PROBLEMS TO SOLVE:
a - Name every single in the Vanessa Carlton singles chronology in the song article, with each one's year.
b - In the song article, what film did Irv Gotti say the song reminded him of?

Single by Vanessa Carlton

from the album Heroes & Thieves
- Released: February 19, 2008 (U.S.)
- Genre: Pop rock; piano rock;
- Length: 3:00
- Label: The Inc.
- Songwriters: Vanessa Carlton; Stephan Jenkins;

Vanessa Carlton singles chronology
| "Nolita Fairytale" (2007) | "Hands on Me" (2008) | "Carousel" (2011) |

= Hands on Me (Vanessa Carlton song) =

2008 single by Vanessa Carlton

"Hands on Me" is a song by American singer-songwriter Vanessa Carlton, released as the second single from her third studio album, Heroes & Thieves (2007). According to the website FMQB.com, it was released to mainstream contemporary hit radio in the United States on February 19, 2008 (see 2008 in music). It was mentioned as a possible choice for the second single in a June 2007 article in Entertainment Weekly, which wrote that it "sounded tailor-made for a rom-com trailer coming soon to a theater near you." Irv Gotti, the head of Carlton's label, The Inc. Records, was quoted as saying that the song reminded him of the 1985 film The Breakfast Club.

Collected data
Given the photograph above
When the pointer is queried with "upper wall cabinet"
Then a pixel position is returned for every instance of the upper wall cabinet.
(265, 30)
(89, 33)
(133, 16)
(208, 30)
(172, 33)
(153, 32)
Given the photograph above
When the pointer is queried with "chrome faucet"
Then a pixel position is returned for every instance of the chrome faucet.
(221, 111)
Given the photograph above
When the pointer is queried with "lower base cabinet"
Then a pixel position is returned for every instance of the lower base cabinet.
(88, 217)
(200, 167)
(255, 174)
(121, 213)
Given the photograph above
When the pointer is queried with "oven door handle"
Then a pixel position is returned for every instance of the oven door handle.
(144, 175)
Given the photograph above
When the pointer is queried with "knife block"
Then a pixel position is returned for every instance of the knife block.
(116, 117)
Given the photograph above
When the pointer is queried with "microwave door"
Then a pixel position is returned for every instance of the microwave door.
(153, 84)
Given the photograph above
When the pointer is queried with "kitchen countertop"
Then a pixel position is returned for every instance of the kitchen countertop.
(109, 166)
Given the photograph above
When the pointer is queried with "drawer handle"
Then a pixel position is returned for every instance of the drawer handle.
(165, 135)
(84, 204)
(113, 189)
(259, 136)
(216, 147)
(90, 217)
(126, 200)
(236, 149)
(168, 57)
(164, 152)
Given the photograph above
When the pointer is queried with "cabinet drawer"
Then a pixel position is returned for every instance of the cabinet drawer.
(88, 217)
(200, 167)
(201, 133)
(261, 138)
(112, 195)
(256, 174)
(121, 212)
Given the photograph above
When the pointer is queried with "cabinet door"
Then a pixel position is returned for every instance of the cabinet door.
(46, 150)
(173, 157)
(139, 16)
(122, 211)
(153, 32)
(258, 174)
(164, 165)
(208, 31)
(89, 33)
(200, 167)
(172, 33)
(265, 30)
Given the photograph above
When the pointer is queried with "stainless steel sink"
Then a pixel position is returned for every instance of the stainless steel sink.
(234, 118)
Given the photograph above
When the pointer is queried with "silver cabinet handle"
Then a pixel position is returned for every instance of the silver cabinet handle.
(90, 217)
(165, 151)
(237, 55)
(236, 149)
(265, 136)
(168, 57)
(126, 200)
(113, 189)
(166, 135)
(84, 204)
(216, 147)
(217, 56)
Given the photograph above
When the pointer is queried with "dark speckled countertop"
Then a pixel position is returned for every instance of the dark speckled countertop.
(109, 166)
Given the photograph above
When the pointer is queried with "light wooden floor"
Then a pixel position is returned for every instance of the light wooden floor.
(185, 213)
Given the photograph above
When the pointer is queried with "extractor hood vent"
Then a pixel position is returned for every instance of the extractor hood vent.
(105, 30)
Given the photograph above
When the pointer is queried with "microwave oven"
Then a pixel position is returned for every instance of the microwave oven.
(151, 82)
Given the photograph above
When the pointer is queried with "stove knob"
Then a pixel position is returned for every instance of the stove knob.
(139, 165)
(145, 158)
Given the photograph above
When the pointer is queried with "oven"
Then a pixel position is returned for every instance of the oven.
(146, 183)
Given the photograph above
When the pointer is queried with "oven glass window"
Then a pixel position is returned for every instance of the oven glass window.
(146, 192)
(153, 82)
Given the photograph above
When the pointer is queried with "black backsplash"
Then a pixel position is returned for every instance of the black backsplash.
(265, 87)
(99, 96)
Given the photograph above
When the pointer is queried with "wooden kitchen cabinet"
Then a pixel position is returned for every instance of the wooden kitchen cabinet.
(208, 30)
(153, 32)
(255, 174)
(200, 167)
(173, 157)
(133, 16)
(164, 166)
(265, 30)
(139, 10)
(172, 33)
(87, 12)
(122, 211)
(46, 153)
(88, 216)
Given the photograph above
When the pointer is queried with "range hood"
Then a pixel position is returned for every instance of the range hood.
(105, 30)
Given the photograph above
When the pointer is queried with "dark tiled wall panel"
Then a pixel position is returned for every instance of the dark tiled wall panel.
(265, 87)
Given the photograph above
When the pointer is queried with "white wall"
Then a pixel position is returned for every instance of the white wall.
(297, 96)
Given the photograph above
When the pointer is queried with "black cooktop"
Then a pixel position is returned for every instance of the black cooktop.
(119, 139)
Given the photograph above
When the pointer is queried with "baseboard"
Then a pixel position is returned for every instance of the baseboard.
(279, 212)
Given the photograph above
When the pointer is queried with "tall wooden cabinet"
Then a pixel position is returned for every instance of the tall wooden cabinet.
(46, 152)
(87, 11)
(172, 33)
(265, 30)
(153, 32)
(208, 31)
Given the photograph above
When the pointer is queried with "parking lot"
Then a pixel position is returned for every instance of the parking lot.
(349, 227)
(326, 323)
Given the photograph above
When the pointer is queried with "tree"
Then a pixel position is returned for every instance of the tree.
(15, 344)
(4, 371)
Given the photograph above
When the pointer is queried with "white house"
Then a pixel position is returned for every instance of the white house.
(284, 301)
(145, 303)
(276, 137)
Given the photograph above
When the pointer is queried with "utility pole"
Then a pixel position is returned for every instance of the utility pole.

SOLUTIONS:
a - "Nolita Fairytale" (2007), "Hands on Me" (2008), "Carousel" (2011)

b - The 1985 film The Breakfast Club.